-- start of EXERCISE INPUTS --

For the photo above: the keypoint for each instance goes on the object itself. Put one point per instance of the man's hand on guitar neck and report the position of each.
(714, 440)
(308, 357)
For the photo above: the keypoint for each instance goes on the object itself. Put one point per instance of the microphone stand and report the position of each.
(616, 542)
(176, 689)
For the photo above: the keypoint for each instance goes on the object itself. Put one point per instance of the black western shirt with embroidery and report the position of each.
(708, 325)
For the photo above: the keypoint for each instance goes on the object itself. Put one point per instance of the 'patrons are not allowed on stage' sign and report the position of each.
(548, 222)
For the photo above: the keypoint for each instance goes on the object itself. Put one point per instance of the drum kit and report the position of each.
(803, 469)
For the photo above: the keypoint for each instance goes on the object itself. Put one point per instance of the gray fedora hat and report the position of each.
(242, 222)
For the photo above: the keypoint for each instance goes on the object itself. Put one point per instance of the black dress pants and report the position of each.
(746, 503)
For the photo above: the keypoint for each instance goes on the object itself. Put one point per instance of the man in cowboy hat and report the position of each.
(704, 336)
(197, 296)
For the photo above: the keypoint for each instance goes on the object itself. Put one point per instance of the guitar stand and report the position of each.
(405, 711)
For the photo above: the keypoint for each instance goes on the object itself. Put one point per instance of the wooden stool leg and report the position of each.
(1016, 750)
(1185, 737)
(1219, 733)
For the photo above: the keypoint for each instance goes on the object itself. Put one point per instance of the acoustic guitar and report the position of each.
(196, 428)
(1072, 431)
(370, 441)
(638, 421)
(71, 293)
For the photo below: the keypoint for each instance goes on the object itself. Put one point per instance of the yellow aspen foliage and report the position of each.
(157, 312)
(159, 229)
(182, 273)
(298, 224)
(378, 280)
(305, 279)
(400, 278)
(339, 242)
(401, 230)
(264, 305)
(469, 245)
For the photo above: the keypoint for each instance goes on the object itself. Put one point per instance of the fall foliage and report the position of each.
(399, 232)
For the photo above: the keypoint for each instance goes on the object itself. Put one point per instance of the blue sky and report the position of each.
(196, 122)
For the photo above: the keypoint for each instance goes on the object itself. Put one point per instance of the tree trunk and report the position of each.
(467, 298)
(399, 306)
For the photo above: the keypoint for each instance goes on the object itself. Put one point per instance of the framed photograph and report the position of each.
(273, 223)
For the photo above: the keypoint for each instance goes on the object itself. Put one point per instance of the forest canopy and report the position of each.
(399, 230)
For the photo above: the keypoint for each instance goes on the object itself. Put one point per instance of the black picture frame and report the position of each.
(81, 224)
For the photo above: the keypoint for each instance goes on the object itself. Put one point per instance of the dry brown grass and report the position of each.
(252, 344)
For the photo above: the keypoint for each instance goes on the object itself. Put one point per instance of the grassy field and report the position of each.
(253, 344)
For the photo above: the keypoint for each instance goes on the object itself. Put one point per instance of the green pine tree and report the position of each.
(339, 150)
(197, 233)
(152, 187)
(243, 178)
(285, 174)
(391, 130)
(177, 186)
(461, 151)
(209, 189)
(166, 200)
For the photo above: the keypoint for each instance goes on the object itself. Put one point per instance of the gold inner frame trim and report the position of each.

-- end of EXERCISE INPUTS --

Rescale the lines from the one containing "tree and report the position of each." through the end of the items, keeping their wording intact. Multiply every coordinate in the answers by 1.1 and round each result to a whole number, with halves rounding up.

For the photo above: the keypoint for each instance goes on the object itself. Put one point per instance of the green pine tree and report the position of each.
(373, 165)
(217, 256)
(167, 206)
(267, 196)
(314, 191)
(430, 143)
(195, 205)
(507, 166)
(230, 208)
(183, 220)
For the photo above: the keypoint for each instance goes on the object itself. Put one point per instance of the gold inner frame trim and report the position of each.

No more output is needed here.